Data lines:

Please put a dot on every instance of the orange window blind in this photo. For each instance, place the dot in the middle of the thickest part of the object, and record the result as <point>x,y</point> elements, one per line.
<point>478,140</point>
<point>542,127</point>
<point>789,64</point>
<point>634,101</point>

[TASK REQUIREMENTS]:
Please update the listing by replacing "orange window blind" with "white window blind" and leaving everything else unchanged.

[CORRECT ANSWER]:
Please put a dot on every instance of the white window blind in this photo. For each instance, place the dot in the middle of the thickest part of the object, and record the result as <point>x,y</point> elements, one per line.
<point>478,140</point>
<point>542,127</point>
<point>789,64</point>
<point>634,101</point>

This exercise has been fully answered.